- THE REQUEST -
Turn the material below into a JSON list of strings with one string for each line, and skip any blank lines.
= = = =
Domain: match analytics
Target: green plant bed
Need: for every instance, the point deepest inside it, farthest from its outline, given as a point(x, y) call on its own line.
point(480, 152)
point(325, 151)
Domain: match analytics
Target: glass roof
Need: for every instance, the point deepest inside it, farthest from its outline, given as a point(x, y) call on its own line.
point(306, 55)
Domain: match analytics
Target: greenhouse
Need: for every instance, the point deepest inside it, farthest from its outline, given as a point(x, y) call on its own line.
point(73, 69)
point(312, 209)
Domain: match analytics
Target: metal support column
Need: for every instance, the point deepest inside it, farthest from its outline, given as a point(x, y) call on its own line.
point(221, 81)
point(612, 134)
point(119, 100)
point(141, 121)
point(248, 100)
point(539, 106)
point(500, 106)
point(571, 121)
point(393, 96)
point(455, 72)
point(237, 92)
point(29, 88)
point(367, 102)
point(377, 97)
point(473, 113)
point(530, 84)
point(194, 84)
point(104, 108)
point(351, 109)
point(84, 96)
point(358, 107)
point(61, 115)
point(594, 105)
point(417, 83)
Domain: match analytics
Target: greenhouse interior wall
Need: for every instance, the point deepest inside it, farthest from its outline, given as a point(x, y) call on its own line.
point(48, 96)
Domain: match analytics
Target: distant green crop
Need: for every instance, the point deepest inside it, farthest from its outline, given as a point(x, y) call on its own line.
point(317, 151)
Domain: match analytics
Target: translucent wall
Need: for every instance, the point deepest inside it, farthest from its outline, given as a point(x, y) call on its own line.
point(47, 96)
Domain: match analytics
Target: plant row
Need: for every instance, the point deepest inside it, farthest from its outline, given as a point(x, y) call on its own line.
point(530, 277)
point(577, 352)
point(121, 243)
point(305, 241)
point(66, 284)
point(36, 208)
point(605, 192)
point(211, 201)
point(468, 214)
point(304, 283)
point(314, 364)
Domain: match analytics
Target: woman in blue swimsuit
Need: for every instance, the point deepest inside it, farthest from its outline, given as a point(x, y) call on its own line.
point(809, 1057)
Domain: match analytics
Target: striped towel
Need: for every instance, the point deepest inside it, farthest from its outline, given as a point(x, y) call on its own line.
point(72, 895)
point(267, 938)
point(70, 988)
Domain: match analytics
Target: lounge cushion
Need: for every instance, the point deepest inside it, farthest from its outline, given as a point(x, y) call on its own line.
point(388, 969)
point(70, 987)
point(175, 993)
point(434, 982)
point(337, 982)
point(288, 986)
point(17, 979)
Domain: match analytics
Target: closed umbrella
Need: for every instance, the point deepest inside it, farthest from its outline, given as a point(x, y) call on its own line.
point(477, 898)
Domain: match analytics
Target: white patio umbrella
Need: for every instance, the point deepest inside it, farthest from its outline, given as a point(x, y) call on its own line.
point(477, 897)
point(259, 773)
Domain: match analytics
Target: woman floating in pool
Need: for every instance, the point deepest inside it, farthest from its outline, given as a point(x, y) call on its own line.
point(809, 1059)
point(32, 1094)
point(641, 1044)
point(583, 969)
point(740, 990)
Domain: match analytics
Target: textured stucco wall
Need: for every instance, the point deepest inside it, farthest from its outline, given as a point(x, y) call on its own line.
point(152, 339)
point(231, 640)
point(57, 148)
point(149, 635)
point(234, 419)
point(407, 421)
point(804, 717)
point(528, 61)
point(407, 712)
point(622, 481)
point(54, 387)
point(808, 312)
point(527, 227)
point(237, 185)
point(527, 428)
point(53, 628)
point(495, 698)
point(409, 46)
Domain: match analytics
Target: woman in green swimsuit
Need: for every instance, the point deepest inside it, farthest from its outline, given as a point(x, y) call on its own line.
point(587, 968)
= = = =
- RESULT -
[
  "Domain: match analytics",
  "Target: green plant bed",
  "Need: for every instance, the point deepest inside it, farthest from its outline, given as a point(x, y) call on its own line.",
  "point(480, 152)",
  "point(325, 151)",
  "Domain: match analytics",
  "Target: glass roof",
  "Need: for every instance, the point deepest inside it, farthest from its outline, given as a point(x, y) call on its own line.",
  "point(306, 55)",
  "Domain: match analytics",
  "Target: greenhouse",
  "Need: for every instance, the point deepest inside it, farthest from its outline, given as a point(x, y) call on its own line.",
  "point(73, 69)",
  "point(312, 209)",
  "Domain: match analytics",
  "Target: metal support column",
  "Need: for every instance, the point deepest inside it, farthest from its outline, given as a point(x, y) call on its own line.",
  "point(221, 81)",
  "point(612, 134)",
  "point(119, 100)",
  "point(141, 121)",
  "point(248, 100)",
  "point(539, 106)",
  "point(500, 106)",
  "point(571, 121)",
  "point(393, 96)",
  "point(455, 72)",
  "point(237, 92)",
  "point(29, 88)",
  "point(367, 102)",
  "point(377, 97)",
  "point(473, 113)",
  "point(530, 84)",
  "point(194, 84)",
  "point(104, 108)",
  "point(351, 109)",
  "point(84, 96)",
  "point(358, 107)",
  "point(61, 115)",
  "point(594, 105)",
  "point(417, 83)",
  "Domain: match analytics",
  "Target: greenhouse interior wall",
  "Need: for every instance, the point deepest inside it, farthest from its outline, given as a point(x, y) call on its own line.",
  "point(48, 96)",
  "Domain: match analytics",
  "Target: distant green crop",
  "Need: for every instance, the point deepest inside it, farthest from its outline, given as a point(x, y) call on its own line.",
  "point(317, 151)",
  "Domain: match analytics",
  "Target: translucent wall",
  "Need: for every instance, the point deepest inside it, farthest from its outline, given as a point(x, y) call on its own line.",
  "point(47, 96)",
  "Domain: match analytics",
  "Target: plant row",
  "Need: for every instance, the point deepest inside it, farthest from its outline, given as a point(x, y) call on its own line.",
  "point(530, 277)",
  "point(577, 352)",
  "point(121, 243)",
  "point(305, 241)",
  "point(66, 284)",
  "point(36, 208)",
  "point(605, 192)",
  "point(211, 201)",
  "point(468, 214)",
  "point(304, 283)",
  "point(314, 364)",
  "Domain: match analytics",
  "Target: woman in blue swimsuit",
  "Need: for every instance, the point deepest inside it, farthest from its outline, given as a point(x, y) call on its own line.",
  "point(809, 1057)",
  "Domain: match analytics",
  "Target: striped towel",
  "Need: for every instance, the point deepest inside it, farthest from its outline, given as a point(x, y) call on its own line.",
  "point(72, 895)",
  "point(267, 938)",
  "point(70, 988)",
  "Domain: match analytics",
  "Target: lounge cushion",
  "Need: for every instance, the point deepest inside it, farthest from its outline, given as a point(x, y) call on its own line.",
  "point(388, 969)",
  "point(70, 987)",
  "point(175, 993)",
  "point(434, 982)",
  "point(337, 982)",
  "point(288, 986)",
  "point(17, 979)",
  "Domain: match analytics",
  "Target: closed umbrella",
  "Need: for every instance, the point deepest inside it, farthest from its outline, given as a point(x, y) call on its own line.",
  "point(477, 898)",
  "Domain: match analytics",
  "Target: white patio umbrella",
  "Need: for every instance, the point deepest inside it, farthest from its outline, given as a point(x, y) call on its own line.",
  "point(477, 897)",
  "point(259, 773)",
  "Domain: match analytics",
  "Target: woman floating in pool",
  "Need: for every instance, the point deepest inside it, farthest from its outline, given as a point(x, y) call on its own line.",
  "point(809, 1059)",
  "point(32, 1094)",
  "point(641, 1044)",
  "point(583, 969)",
  "point(740, 990)",
  "Domain: match analytics",
  "Target: textured stucco wall",
  "Need: for every instance, the point deepest inside it, farthest from its outline, given as a point(x, y) call on its own line.",
  "point(152, 339)",
  "point(231, 640)",
  "point(57, 148)",
  "point(149, 635)",
  "point(234, 419)",
  "point(407, 421)",
  "point(804, 717)",
  "point(528, 61)",
  "point(407, 712)",
  "point(622, 481)",
  "point(54, 387)",
  "point(808, 312)",
  "point(527, 227)",
  "point(237, 185)",
  "point(527, 428)",
  "point(53, 628)",
  "point(495, 698)",
  "point(409, 46)",
  "Domain: match analytics",
  "Target: woman in green swimsuit",
  "Need: for every instance, the point deepest inside it, farthest from its outline, given as a point(x, y) call on its own line.",
  "point(587, 968)"
]